** start of ENTRIES SHOWN **

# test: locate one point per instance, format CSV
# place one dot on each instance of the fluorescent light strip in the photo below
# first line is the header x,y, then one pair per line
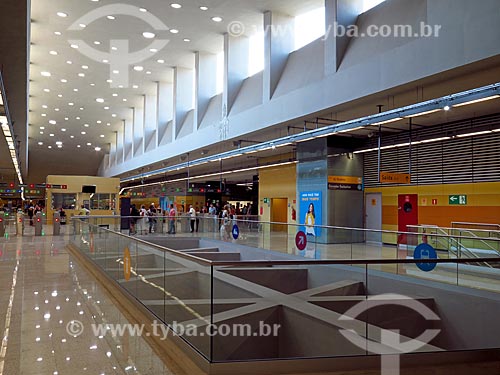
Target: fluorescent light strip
x,y
211,175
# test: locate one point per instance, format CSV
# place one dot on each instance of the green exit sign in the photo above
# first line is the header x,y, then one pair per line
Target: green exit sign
x,y
458,200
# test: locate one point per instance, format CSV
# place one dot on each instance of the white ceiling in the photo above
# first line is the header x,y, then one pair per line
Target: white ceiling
x,y
64,105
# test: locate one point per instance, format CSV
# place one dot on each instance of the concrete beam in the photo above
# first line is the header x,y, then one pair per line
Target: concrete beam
x,y
279,42
338,13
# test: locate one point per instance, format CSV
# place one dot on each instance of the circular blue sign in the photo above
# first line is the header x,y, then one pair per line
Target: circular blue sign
x,y
425,251
236,232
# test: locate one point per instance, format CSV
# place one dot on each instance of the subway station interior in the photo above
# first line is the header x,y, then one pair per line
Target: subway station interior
x,y
249,187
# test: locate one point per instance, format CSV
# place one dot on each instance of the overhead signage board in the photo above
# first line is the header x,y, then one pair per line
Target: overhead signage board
x,y
395,178
457,200
345,183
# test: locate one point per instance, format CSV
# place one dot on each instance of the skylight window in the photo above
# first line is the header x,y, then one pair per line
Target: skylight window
x,y
309,27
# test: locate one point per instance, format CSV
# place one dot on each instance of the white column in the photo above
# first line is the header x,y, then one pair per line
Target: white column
x,y
338,13
165,105
279,42
206,84
183,97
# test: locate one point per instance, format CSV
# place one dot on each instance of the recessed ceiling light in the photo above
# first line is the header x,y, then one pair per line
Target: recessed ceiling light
x,y
148,35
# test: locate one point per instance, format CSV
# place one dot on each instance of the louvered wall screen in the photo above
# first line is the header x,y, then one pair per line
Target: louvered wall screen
x,y
457,160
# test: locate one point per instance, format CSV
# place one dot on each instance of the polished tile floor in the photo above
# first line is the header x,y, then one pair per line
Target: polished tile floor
x,y
42,291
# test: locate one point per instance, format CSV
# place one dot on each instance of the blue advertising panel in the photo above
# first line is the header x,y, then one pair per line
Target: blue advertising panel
x,y
310,212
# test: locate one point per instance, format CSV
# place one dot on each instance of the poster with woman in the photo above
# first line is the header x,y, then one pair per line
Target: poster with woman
x,y
310,212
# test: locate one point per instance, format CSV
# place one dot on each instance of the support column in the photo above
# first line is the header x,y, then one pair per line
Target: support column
x,y
206,84
279,42
236,52
150,122
183,97
138,131
338,13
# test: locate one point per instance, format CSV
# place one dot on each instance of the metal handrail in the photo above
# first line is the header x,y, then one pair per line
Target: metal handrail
x,y
293,261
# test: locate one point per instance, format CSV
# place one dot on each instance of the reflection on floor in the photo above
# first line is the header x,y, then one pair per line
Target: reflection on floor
x,y
43,291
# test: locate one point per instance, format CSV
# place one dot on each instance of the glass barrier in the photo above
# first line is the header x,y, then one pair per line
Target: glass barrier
x,y
239,310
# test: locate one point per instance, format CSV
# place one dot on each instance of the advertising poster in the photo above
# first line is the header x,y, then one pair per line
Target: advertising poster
x,y
310,213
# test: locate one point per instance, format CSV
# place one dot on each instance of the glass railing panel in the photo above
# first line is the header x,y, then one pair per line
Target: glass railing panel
x,y
285,311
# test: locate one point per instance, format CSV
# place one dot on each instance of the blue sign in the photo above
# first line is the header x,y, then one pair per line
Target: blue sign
x,y
310,211
425,251
236,232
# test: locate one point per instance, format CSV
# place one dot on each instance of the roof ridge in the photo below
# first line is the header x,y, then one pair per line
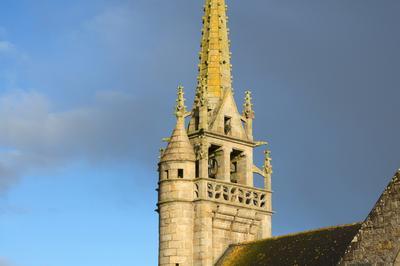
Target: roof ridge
x,y
300,233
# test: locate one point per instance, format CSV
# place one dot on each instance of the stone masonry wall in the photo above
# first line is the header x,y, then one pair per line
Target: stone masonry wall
x,y
176,234
218,225
378,242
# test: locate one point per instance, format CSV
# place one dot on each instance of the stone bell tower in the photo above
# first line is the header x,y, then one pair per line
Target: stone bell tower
x,y
207,198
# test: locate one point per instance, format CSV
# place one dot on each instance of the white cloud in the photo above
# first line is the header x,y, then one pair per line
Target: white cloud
x,y
34,137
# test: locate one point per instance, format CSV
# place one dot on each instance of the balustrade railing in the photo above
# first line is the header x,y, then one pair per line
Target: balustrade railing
x,y
231,193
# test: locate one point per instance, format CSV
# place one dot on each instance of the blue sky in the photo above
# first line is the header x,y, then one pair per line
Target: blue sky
x,y
87,90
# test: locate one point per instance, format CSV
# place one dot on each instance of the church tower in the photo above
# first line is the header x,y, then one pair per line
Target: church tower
x,y
207,198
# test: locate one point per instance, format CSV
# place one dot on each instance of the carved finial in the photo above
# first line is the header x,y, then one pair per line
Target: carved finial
x,y
201,148
268,163
161,153
248,106
180,110
201,93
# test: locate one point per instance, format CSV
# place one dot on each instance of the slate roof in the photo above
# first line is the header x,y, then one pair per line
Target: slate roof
x,y
319,247
179,147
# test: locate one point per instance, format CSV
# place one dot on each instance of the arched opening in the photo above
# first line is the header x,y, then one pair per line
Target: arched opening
x,y
259,181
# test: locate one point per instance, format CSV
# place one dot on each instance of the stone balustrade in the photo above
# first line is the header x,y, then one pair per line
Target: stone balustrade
x,y
233,194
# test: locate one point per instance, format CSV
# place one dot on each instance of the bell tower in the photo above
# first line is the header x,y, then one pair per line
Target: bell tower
x,y
207,197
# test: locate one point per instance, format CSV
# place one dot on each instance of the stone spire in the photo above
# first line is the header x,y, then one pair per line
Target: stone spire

** end of ENTRIES SHOWN **

» THE REQUEST: Please report how many lines in the rows above contain the string "fluorescent", treating uppercase and lowercase as different. Give only the number.

» REPLY TO THE TASK: 2